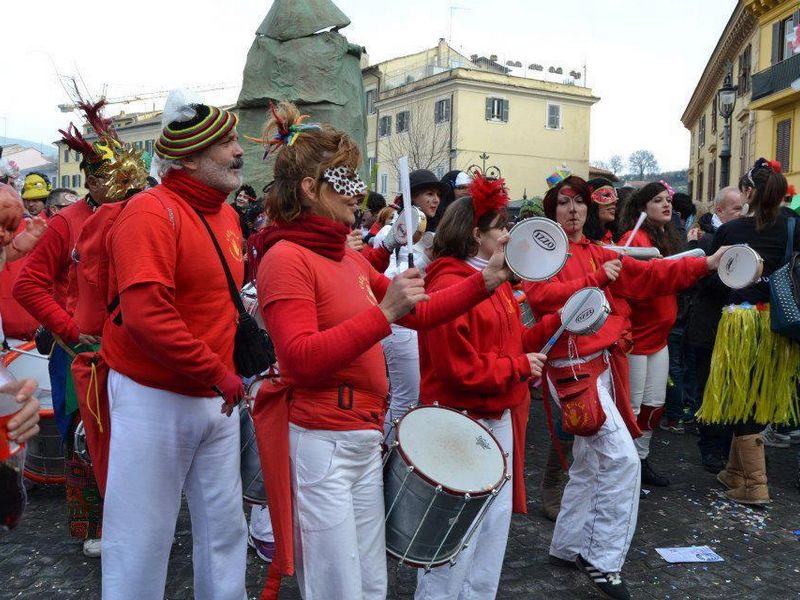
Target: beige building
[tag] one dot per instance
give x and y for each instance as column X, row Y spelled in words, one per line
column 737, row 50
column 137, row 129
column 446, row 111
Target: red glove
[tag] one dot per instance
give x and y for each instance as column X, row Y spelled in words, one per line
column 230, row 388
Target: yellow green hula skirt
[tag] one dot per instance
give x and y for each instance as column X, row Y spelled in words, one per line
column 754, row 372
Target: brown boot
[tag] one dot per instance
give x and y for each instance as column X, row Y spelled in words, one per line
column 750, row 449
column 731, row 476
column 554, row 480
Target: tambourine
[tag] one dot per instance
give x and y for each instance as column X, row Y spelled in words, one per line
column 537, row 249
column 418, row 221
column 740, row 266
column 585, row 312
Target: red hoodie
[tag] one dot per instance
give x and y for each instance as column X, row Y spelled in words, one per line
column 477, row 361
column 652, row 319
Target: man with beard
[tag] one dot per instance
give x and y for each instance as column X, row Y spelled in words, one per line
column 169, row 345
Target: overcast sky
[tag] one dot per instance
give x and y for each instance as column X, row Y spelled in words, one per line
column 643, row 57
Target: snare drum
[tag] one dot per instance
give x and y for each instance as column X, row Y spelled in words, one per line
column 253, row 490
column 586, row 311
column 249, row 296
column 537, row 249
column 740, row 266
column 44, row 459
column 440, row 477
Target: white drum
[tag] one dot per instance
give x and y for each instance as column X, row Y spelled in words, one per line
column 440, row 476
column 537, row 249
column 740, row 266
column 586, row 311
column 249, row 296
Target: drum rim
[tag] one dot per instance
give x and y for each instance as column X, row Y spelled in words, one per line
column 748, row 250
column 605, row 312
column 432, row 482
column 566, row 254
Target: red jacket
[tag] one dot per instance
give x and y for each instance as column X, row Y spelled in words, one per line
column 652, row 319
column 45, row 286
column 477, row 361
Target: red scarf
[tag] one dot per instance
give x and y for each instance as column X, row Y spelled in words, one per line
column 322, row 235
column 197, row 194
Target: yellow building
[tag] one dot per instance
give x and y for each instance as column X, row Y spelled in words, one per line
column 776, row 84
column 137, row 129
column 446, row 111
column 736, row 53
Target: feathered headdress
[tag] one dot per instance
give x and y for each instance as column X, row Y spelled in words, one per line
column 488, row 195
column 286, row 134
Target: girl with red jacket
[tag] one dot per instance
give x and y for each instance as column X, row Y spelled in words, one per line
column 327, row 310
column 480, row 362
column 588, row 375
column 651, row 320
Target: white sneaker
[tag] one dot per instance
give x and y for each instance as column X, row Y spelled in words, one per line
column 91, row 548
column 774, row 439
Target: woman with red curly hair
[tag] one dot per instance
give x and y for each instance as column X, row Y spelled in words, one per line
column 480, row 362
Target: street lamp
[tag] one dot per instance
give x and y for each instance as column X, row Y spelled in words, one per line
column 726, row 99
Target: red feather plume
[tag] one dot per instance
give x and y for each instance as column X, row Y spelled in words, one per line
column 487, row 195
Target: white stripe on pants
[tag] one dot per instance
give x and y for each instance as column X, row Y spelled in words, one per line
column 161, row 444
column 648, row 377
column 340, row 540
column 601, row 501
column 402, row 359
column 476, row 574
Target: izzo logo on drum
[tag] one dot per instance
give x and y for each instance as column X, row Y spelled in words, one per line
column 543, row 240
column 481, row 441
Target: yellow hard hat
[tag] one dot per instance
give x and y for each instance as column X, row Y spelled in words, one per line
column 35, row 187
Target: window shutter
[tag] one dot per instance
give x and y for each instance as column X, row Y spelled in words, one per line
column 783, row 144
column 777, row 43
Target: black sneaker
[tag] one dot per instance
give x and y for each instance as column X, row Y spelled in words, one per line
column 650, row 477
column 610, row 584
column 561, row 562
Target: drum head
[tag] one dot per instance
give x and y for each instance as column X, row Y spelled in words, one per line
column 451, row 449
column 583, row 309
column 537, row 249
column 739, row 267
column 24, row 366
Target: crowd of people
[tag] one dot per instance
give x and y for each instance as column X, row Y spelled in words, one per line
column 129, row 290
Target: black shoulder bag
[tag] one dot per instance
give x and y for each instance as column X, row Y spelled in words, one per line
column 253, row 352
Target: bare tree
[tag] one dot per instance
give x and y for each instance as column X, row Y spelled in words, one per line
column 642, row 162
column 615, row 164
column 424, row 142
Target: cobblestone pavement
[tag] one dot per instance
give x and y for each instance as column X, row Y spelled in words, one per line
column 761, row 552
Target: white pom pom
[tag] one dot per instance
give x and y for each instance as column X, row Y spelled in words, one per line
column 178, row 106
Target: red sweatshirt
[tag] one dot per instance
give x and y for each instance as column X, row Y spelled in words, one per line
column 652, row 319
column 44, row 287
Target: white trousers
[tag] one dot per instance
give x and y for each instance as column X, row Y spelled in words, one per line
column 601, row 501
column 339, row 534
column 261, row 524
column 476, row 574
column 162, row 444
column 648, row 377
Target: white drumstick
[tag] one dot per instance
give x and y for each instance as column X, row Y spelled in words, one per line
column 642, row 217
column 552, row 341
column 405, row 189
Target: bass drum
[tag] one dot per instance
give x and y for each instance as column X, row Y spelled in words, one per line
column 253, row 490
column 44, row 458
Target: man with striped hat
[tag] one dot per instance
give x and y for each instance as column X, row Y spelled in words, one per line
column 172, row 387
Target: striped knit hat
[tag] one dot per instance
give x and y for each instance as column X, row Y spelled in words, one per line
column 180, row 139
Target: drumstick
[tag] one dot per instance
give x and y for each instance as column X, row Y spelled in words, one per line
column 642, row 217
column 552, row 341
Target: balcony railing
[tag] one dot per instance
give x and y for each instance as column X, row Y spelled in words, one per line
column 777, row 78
────────────────────────────────────────
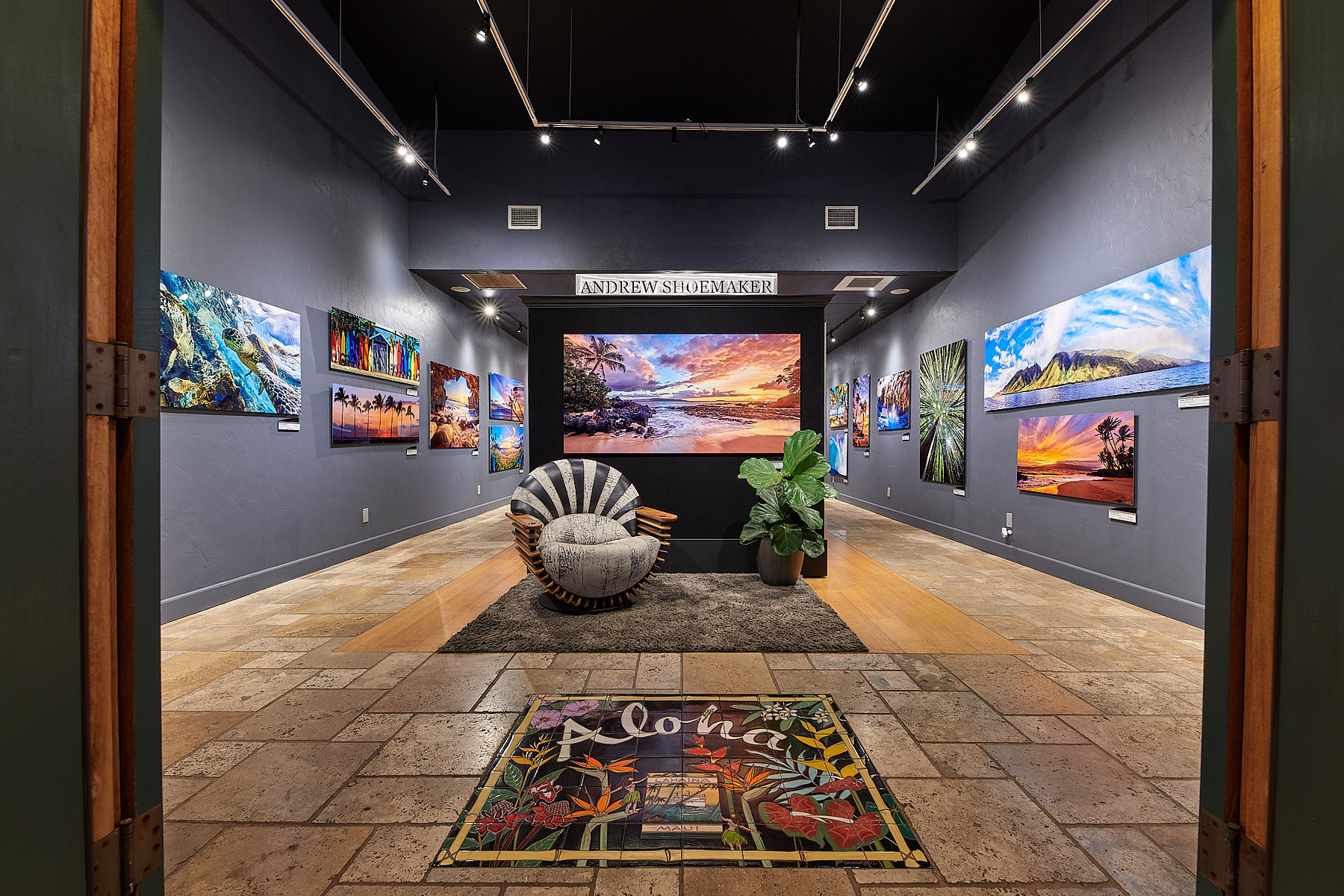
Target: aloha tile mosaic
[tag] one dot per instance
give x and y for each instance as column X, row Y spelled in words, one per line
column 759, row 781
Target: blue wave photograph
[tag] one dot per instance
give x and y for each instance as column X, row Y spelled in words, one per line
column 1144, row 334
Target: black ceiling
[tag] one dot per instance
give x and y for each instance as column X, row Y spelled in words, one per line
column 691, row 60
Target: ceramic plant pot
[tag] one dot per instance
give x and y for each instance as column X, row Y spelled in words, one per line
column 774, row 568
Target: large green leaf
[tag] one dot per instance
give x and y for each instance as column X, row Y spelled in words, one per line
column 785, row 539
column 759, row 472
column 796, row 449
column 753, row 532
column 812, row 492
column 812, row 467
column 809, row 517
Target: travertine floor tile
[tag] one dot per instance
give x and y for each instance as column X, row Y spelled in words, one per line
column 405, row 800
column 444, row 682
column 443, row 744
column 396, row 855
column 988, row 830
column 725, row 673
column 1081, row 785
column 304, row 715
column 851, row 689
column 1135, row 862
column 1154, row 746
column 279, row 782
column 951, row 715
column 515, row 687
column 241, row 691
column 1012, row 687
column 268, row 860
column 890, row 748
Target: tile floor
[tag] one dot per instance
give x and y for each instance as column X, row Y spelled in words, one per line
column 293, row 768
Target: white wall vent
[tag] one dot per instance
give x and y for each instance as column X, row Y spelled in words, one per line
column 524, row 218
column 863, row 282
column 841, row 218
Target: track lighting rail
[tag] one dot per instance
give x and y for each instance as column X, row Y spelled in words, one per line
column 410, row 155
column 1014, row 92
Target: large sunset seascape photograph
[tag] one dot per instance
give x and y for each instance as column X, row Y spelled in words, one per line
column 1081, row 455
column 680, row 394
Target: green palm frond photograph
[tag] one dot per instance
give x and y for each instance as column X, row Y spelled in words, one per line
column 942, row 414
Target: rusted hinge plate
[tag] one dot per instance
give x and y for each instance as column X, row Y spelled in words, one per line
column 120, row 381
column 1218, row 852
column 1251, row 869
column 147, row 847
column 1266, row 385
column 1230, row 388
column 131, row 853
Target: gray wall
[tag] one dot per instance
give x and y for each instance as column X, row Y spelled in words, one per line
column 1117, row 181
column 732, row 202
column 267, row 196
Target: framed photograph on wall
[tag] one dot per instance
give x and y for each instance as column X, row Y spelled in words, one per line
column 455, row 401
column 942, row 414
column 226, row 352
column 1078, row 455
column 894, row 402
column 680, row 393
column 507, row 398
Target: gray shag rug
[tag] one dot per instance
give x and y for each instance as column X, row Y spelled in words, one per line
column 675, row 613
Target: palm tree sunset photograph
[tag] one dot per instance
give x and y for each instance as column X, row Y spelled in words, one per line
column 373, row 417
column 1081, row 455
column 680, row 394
────────────────────────────────────────
**Direction:** Gather every line from the rows above that contains the word "photograph", and copy each one out in full. Case counts.

**Worked answer:**
Target: blue wave photograph
Target: large sunset seascape photograph
Target: green palm frond photograph
Target: framed photograph on wall
Target: palm tree sunset photograph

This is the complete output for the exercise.